Location annotation dataset excerpts
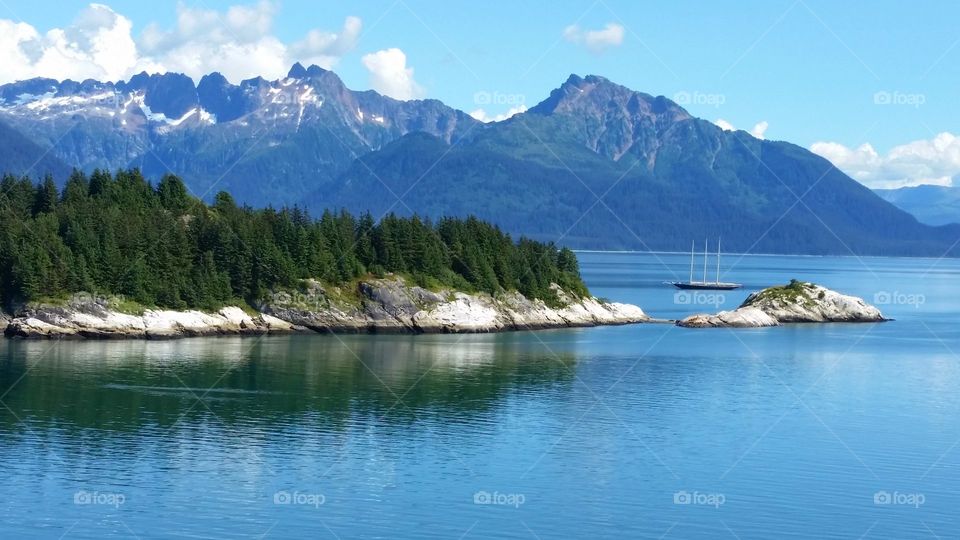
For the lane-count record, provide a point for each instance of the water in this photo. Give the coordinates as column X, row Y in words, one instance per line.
column 591, row 433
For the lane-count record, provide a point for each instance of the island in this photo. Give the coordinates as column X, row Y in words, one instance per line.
column 114, row 256
column 796, row 302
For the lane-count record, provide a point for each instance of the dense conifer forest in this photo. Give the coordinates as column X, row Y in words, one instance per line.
column 157, row 245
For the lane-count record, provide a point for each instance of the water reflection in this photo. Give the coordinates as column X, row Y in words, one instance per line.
column 130, row 385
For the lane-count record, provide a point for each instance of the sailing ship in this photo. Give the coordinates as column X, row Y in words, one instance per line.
column 705, row 285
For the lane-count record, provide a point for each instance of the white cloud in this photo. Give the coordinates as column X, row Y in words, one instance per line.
column 237, row 42
column 759, row 129
column 724, row 125
column 97, row 44
column 596, row 41
column 934, row 161
column 390, row 75
column 482, row 115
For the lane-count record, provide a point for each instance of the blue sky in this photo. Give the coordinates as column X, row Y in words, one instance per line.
column 881, row 72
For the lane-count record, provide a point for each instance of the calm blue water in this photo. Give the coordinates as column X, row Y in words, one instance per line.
column 645, row 431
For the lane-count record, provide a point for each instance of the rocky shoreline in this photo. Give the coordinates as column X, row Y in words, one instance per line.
column 380, row 305
column 796, row 302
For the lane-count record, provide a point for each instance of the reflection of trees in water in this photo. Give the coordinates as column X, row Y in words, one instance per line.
column 325, row 380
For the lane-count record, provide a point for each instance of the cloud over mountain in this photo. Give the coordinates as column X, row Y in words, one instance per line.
column 390, row 75
column 99, row 44
column 930, row 161
column 596, row 41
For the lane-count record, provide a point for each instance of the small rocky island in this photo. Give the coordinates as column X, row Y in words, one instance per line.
column 375, row 305
column 796, row 302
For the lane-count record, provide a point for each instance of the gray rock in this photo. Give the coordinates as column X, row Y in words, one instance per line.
column 380, row 305
column 797, row 302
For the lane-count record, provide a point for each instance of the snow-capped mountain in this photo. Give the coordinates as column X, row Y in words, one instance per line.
column 304, row 128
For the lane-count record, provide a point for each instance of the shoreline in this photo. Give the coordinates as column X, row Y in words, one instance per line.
column 382, row 306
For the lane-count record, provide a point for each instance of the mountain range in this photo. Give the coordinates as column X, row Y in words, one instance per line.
column 594, row 165
column 933, row 205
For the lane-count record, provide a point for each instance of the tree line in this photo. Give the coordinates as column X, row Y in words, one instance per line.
column 157, row 245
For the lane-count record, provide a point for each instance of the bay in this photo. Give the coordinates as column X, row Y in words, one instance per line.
column 641, row 431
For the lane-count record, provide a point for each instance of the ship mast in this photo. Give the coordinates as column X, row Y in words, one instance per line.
column 718, row 259
column 704, row 260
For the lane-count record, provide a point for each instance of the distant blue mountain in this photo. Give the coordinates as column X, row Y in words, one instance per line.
column 594, row 165
column 933, row 205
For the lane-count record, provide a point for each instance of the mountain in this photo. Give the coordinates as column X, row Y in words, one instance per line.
column 598, row 165
column 933, row 205
column 264, row 141
column 594, row 165
column 22, row 156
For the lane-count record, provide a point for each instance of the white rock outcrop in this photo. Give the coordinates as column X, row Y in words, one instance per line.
column 97, row 321
column 797, row 302
column 391, row 305
column 381, row 305
column 744, row 317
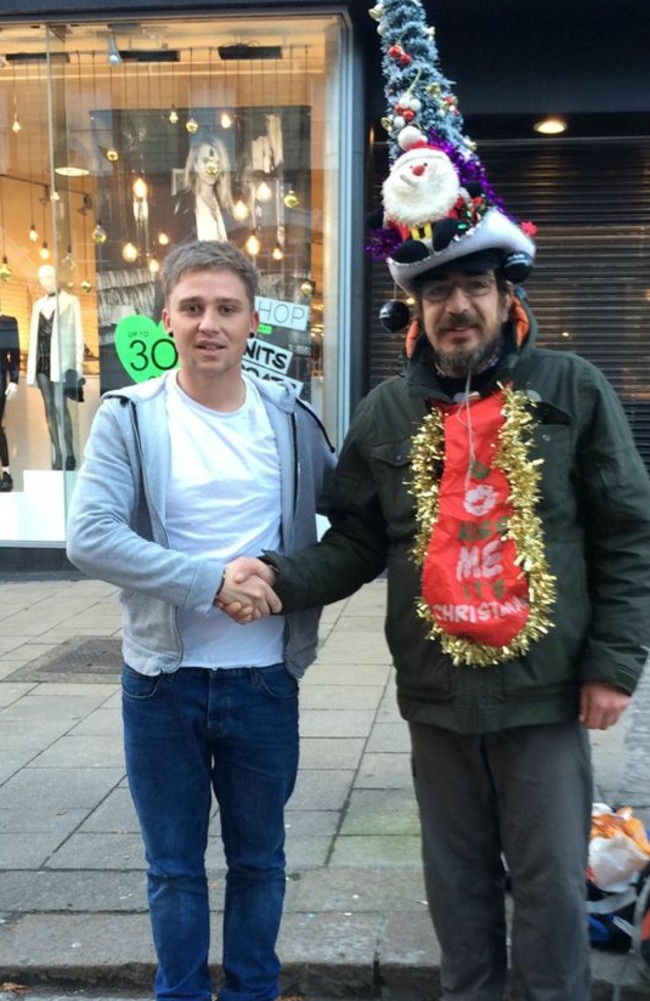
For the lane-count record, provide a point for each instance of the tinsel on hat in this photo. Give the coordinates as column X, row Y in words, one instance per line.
column 418, row 93
column 438, row 202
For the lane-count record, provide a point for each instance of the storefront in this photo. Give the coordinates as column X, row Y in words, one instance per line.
column 126, row 127
column 117, row 141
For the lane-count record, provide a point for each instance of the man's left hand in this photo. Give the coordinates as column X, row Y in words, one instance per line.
column 601, row 706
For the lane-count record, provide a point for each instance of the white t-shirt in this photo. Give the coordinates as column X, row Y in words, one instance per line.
column 223, row 501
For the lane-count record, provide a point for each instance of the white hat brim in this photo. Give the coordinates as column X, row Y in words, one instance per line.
column 495, row 231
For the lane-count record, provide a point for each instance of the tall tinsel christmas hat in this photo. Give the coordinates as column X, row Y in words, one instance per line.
column 438, row 204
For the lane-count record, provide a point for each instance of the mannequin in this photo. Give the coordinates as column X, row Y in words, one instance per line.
column 9, row 365
column 55, row 359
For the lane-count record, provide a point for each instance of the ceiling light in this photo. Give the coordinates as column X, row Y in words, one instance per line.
column 550, row 126
column 114, row 58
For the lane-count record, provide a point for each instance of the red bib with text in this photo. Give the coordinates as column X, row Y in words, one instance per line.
column 471, row 581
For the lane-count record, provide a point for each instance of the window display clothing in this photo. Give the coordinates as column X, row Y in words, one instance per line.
column 55, row 351
column 9, row 373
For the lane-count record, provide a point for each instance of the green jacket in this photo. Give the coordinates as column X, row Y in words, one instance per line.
column 595, row 512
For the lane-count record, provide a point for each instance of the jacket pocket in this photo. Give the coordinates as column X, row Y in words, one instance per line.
column 391, row 461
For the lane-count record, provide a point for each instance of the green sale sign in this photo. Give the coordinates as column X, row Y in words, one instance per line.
column 144, row 348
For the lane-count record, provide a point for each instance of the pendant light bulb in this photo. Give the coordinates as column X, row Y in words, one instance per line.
column 5, row 269
column 99, row 234
column 130, row 252
column 240, row 210
column 140, row 188
column 291, row 199
column 252, row 244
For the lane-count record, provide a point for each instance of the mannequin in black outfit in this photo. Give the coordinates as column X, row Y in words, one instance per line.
column 9, row 365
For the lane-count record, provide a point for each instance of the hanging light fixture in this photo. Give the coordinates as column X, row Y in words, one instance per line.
column 16, row 126
column 114, row 58
column 111, row 153
column 191, row 124
column 140, row 188
column 33, row 232
column 86, row 205
column 240, row 210
column 5, row 269
column 291, row 198
column 130, row 252
column 99, row 234
column 252, row 245
column 44, row 251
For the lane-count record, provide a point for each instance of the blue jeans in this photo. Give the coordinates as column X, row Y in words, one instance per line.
column 185, row 734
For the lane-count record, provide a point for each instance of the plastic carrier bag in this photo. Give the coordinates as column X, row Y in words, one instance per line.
column 618, row 883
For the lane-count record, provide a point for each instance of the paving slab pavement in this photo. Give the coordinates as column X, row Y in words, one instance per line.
column 72, row 898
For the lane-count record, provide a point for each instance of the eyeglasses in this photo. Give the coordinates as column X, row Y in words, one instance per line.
column 472, row 288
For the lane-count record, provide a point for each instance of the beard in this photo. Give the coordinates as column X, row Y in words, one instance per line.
column 457, row 362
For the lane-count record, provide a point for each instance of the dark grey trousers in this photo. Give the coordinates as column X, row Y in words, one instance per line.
column 526, row 793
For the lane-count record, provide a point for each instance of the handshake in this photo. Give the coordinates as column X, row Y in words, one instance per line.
column 246, row 592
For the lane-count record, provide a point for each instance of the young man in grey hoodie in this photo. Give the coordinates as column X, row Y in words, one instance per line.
column 181, row 474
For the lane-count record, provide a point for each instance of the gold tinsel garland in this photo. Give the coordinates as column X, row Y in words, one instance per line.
column 524, row 526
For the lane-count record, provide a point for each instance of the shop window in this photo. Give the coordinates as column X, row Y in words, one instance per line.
column 116, row 143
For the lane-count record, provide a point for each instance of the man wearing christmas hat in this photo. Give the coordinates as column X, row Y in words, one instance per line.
column 499, row 486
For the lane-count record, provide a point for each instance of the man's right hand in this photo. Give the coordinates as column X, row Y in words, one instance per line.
column 246, row 594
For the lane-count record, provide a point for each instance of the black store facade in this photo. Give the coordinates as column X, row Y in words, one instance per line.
column 113, row 117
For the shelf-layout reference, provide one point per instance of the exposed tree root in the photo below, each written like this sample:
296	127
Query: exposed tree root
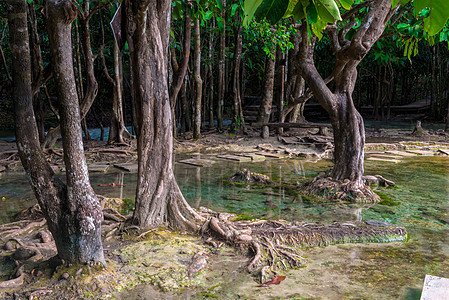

* _PROBLEM_
Copy out the lines above word for word, starting at the line that contains "of the rocky" and ending after the line that contains "column 304, row 128".

* _OUTPUT BELOW_
For the lane-count record, provide a point for each instance of the rocky shoreline in this photo. Give the coordinates as column X, row Y in words, one instance per line.
column 380, row 305
column 796, row 302
For the lane-count record, provide a point for each instance of the reflection of trees in water in this photo. Give the coordinates as column X, row Y in words, one instance per line.
column 325, row 380
For the lane-count record, provide a point for each instance of the cloud over mountain in this photo. Give the coordinates as column X, row Y in words, one instance per line.
column 390, row 75
column 99, row 44
column 930, row 161
column 596, row 41
For the lane-count record, provide a point for each instance of the small rocky island in this photo. Give the coordinates as column X, row Y in words, one instance per line.
column 375, row 305
column 796, row 302
For the lane-count record, provide a point for each instance of the gray rock in this photo. Give the coordinates as column X, row Y in words, one instance per line.
column 380, row 305
column 797, row 302
For the lane-count record, provide a point for each instance of the snow-capped mountain in this photo. Give the coordinates as column X, row Y in words, one instance per line.
column 304, row 128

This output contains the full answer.